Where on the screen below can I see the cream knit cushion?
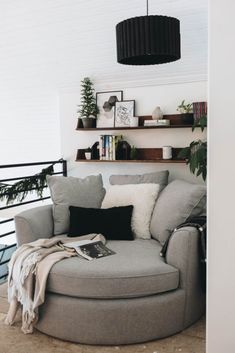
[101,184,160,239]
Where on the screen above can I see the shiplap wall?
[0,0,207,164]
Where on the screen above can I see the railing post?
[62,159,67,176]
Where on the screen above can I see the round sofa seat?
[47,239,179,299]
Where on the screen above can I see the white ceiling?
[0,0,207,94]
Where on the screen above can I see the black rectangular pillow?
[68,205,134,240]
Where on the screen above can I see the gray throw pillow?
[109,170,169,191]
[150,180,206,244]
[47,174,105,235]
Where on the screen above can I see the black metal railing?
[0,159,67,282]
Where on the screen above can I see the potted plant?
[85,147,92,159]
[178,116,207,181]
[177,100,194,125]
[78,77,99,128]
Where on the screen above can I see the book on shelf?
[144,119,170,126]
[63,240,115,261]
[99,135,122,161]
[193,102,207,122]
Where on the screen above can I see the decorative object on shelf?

---+---

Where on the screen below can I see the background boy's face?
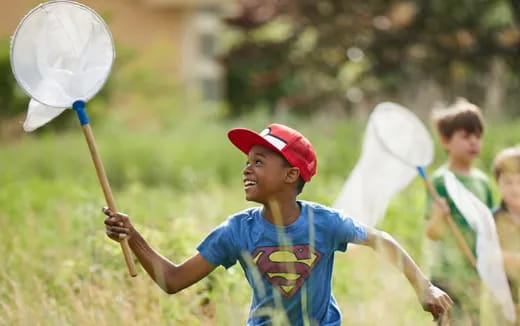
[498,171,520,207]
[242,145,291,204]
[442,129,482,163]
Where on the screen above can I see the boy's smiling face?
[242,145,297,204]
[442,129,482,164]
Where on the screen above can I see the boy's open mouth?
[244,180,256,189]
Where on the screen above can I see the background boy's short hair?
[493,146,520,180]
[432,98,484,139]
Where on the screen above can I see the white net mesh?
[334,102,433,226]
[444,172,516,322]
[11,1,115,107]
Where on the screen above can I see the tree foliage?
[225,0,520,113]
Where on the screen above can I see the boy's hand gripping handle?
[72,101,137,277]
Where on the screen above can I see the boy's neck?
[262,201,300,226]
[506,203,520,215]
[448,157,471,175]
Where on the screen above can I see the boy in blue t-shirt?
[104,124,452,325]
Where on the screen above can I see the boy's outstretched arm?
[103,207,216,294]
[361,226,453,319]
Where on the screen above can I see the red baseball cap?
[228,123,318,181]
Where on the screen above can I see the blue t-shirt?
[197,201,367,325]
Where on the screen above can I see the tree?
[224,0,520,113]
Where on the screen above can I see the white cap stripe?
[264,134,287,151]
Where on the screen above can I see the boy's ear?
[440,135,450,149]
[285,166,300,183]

---+---

__WHAT IS REQUIRED__
Reproduce verbatim the portion of the listing that begins with the line containing "Where on the screen above can I see the boy's outstretched" and ends with the line containing "[264,134,287,151]", including both of those lines.

__THE SOLUTION__
Where on the screen above can I see the boy's outstretched arm?
[103,207,216,294]
[361,226,453,319]
Where on the screen above can I see the red baseball cap?
[228,123,318,181]
Where on the screen above can I see the blue t-shirt?
[197,201,367,325]
Where on the screen above can I see the tree?
[224,0,520,113]
Where on the screen above can I see the white cap stripe?
[264,134,287,151]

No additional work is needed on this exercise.